EXERCISE BRIEF
Continue the text on the likely compliance costs of the prospectus directive from its final sentence.

TEXT SECTION

5. The scope that exists for greater detail to be added through comitology processes, means that it is not yet possible to estimate a meaningful figure for compliance costs.  The main likely sources of additional costs can be summarised as follows.

  • The cost of the additional professional advice that will be required for public offers through the LSE’s Alternative Investment Market (AIM), as a result of the directive’s requirement that the FSA approve such prospectuses, is estimated to be of the order of £15,000 per offer.  This compares with the cost of raising capital through AIM which currently stands at £250,000 - £350,000, plus 3-5% of the capital raised.
  • The likely additional recurrent costs of annually updating shelf registration documents (which form part of the prospectus) for issuers whose low denomination securities have been admitted to trading on a regulated market.  These costs are difficult to estimate precisely because the contents of registration documents will depend on the content requirements determined under comitology.
  • Offers of securities through employee share ownership schemes are currently exempted from the requirement for a prospectus under the Public Offers Directive.  In the PD, this exemption is conditional on issuers’ publishing a document ‘containing information on the number and nature of the securities and the reasons for and detail of the operation’.  Most UK employee share ownership schemes provide some documentation to issuers (as a condition of benefiting from tax incentives).  The extent to which comitology rules might increase the burden of documentation is not clear at this stage.

SOURCE INFORMATION

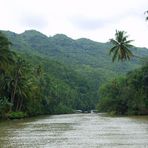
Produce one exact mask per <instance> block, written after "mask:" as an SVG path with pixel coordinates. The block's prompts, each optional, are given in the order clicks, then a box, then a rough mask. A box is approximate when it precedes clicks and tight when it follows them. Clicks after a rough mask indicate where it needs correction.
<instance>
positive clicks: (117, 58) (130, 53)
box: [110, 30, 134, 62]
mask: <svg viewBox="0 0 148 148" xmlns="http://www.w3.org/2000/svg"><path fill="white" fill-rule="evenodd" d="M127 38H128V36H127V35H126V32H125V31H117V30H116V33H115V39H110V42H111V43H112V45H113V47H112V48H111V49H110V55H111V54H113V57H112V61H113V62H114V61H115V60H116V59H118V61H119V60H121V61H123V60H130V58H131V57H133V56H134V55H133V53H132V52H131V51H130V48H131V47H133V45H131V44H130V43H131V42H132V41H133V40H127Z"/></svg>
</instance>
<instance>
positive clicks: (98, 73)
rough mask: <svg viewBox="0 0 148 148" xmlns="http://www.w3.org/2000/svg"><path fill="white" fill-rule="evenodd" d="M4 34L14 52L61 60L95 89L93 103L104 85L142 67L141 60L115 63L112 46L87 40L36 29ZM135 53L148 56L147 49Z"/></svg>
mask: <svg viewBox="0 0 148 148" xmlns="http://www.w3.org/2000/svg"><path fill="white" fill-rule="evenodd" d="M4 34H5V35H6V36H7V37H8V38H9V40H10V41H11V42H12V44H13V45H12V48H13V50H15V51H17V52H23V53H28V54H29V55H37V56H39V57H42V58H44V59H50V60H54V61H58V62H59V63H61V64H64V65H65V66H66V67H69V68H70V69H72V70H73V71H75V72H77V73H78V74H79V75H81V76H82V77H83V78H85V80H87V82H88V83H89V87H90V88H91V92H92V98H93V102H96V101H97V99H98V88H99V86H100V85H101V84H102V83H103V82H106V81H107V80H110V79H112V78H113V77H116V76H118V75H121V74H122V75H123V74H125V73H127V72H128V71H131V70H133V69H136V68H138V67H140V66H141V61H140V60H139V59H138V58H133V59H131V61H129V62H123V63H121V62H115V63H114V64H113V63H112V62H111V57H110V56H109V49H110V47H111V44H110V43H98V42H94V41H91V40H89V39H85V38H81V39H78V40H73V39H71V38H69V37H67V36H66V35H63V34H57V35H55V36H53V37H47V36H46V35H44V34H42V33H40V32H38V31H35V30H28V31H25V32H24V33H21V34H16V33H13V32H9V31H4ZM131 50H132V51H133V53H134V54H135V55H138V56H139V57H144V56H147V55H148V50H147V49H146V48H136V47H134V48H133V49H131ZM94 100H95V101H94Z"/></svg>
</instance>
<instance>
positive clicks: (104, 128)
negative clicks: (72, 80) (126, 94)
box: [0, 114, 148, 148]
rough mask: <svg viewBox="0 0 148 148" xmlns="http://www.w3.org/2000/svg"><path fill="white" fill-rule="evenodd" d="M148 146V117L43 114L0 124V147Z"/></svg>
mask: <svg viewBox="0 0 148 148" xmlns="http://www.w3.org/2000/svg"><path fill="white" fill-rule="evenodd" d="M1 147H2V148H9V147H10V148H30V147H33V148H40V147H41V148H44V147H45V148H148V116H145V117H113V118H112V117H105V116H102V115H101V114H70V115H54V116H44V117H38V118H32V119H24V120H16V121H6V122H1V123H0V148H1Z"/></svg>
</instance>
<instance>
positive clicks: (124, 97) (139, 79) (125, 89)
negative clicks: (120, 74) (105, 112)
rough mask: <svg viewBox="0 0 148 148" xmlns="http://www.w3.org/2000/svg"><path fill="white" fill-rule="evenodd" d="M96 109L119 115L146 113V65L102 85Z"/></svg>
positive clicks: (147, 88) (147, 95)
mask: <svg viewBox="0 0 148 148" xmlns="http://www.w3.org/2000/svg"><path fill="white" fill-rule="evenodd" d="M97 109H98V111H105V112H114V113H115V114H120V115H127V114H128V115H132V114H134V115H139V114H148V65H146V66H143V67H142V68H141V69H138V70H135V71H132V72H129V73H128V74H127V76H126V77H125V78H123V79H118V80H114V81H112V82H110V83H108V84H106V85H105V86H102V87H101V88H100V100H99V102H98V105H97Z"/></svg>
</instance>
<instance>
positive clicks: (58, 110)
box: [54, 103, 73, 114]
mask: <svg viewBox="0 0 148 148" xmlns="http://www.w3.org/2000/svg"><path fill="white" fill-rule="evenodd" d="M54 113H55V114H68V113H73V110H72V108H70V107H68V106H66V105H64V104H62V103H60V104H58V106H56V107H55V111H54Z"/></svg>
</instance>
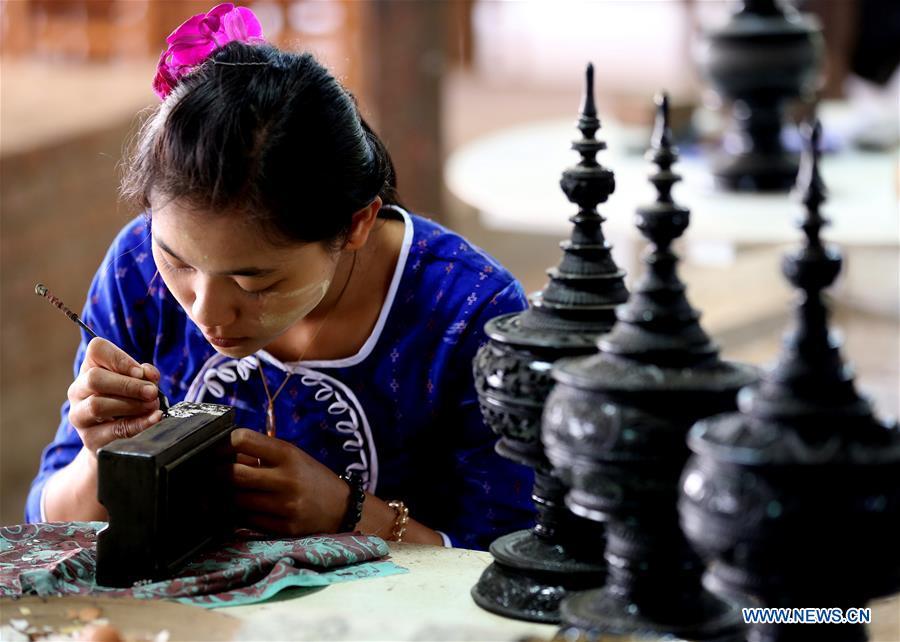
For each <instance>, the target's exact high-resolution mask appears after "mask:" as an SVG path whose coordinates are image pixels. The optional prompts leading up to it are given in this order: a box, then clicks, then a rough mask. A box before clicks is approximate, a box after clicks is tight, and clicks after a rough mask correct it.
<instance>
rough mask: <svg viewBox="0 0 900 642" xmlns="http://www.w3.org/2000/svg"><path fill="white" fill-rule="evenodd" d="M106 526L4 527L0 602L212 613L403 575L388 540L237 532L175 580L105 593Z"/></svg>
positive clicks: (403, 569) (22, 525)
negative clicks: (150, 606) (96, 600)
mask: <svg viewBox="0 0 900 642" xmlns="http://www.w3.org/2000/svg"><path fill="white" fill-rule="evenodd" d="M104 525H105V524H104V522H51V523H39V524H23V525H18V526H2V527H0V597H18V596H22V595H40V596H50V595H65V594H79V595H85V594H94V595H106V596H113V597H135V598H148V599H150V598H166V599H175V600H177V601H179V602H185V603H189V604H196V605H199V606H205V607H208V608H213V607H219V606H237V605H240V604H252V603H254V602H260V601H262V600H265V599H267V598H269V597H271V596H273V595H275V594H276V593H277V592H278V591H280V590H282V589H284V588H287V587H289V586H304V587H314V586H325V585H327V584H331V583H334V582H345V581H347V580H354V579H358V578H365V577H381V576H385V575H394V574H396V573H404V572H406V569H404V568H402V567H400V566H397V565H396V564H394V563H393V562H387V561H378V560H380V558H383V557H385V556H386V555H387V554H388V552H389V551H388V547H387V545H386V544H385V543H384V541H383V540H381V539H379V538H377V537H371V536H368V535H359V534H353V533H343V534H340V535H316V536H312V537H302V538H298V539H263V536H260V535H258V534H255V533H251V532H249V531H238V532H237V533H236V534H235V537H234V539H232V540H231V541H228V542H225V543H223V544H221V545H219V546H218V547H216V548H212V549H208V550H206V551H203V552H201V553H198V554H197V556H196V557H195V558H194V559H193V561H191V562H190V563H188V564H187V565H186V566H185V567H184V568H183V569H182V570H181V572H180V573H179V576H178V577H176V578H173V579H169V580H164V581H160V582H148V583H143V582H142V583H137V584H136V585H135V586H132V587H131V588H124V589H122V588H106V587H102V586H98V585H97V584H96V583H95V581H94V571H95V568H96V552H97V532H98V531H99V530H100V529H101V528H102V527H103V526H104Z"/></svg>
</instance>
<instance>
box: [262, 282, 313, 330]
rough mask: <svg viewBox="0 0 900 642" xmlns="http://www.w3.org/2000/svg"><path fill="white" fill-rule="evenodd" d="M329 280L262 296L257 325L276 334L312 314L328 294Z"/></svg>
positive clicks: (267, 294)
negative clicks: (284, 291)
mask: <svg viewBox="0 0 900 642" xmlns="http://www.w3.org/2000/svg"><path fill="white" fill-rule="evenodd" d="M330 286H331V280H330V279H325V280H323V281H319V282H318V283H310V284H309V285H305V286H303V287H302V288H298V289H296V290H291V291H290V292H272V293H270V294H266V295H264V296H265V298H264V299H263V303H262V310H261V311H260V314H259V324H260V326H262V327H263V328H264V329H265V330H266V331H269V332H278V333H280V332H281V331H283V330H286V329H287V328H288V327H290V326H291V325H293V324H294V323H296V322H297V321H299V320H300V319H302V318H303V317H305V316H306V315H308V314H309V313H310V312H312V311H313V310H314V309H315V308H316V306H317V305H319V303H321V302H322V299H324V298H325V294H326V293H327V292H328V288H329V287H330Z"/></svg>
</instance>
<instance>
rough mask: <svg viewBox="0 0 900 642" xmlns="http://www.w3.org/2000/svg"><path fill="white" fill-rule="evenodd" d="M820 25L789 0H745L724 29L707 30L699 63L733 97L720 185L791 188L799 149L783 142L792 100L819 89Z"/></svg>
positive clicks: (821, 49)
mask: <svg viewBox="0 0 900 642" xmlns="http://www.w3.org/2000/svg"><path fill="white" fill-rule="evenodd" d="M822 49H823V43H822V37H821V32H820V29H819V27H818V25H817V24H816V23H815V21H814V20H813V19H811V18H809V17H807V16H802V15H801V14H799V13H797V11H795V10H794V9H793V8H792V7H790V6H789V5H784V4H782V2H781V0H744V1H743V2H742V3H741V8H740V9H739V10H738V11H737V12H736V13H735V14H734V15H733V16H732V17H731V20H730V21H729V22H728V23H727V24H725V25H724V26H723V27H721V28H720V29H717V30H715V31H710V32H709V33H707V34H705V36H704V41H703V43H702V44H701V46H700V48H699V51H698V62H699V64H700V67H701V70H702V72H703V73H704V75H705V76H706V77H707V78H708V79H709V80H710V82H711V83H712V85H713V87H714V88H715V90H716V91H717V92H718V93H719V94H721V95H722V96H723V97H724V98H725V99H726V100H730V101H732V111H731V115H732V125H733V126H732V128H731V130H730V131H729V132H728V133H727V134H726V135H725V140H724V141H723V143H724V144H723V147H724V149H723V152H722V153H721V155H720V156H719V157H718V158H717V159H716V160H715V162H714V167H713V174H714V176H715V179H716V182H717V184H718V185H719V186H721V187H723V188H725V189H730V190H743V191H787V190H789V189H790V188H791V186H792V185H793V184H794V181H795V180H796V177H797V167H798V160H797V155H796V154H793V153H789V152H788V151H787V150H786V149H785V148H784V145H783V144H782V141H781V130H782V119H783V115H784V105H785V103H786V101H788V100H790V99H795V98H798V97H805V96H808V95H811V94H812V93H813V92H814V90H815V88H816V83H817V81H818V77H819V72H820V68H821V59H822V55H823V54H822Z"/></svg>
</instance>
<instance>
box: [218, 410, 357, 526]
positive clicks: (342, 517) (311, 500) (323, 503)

==

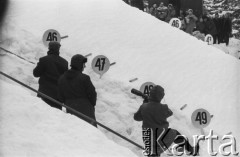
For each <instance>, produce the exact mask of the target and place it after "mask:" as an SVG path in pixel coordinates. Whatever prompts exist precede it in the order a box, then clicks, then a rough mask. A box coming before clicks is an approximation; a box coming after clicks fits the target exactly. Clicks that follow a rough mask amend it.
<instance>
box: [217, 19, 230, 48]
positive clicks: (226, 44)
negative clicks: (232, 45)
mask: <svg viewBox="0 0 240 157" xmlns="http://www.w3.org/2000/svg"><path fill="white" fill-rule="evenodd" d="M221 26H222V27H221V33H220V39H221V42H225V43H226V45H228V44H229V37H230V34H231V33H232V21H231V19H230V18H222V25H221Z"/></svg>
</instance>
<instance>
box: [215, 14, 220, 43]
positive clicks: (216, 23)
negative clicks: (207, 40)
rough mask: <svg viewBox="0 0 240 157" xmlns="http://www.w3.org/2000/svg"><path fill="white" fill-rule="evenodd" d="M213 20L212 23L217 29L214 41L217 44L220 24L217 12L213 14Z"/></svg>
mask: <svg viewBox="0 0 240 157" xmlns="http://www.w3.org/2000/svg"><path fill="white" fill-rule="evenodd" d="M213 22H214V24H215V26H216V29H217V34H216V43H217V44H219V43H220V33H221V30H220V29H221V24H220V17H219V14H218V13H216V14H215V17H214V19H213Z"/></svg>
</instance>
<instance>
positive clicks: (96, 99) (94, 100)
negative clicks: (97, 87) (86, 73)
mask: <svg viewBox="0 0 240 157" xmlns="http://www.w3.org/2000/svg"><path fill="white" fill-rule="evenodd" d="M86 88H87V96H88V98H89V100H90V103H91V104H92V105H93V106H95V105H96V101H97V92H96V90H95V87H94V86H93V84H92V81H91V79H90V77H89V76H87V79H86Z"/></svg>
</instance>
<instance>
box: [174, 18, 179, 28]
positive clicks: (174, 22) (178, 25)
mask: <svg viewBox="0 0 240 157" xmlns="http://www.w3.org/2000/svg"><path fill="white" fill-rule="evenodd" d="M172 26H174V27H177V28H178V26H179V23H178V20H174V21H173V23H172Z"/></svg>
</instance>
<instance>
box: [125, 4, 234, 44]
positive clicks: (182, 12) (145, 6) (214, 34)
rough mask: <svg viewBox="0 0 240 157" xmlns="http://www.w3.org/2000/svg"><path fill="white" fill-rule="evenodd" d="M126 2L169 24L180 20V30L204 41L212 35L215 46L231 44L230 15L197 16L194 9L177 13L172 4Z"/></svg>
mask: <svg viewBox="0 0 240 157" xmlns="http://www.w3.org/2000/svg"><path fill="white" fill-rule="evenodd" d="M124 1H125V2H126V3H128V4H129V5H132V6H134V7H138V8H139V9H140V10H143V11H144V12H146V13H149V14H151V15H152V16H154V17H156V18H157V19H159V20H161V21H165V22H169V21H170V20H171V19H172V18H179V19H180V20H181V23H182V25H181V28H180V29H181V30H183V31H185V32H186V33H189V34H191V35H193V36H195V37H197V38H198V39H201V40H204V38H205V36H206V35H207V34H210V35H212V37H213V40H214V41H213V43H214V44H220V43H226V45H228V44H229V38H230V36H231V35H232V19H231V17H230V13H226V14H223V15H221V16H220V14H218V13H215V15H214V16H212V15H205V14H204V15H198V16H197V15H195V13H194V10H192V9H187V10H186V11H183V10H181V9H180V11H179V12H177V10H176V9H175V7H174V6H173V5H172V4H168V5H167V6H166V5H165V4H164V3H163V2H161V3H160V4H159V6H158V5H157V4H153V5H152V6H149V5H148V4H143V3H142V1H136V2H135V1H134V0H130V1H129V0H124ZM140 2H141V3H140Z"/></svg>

OUTPUT OF THE EXERCISE
  • The inclusion of convertible bonds in the definition of ‘equity securities’, as drafted, implies that issuers of convertible bonds that wish to admit those securities to trading on a regulated market in the EU will have to do so on the basis of retail, rather than wholesale, disclosure standards.  Until the respective models of disclosure are completed under comitology it is not clear how much difference this might make in practice.
  • The use of a minimum security denomination of €50,000 (approximately £31,500) as a proxy for securities traded by qualified investors (and so subject to wholesale market models of disclosure) would make it more difficult for small funds to manage their risks and to accurately match long term assets and liabilities.


Consultation

6. The Government continues to consult interested parties on the Prospectus Directive, through roundtable meetings, and meetings with a drafting advisory group on detailed issues.  This group has drawn extensively on the expertise of experienced City lawyers.

Summary

7. The principal objective for the proposed new directive on prospectuses is that European companies should be better able to raise capital by making pan-European public offers of securities.  This directive therefore has an important contribution to make to the implementation of the Financial Services Action Plan and the completion of the single European market for capital.  The directive should improve the effectiveness of the European passport for issuers which should reduce costs, but implies some additional costs in a number of areas.  The extent of these costs will be affected to a significant extent by the outcome of level 2 comitology processes provided for in the directive.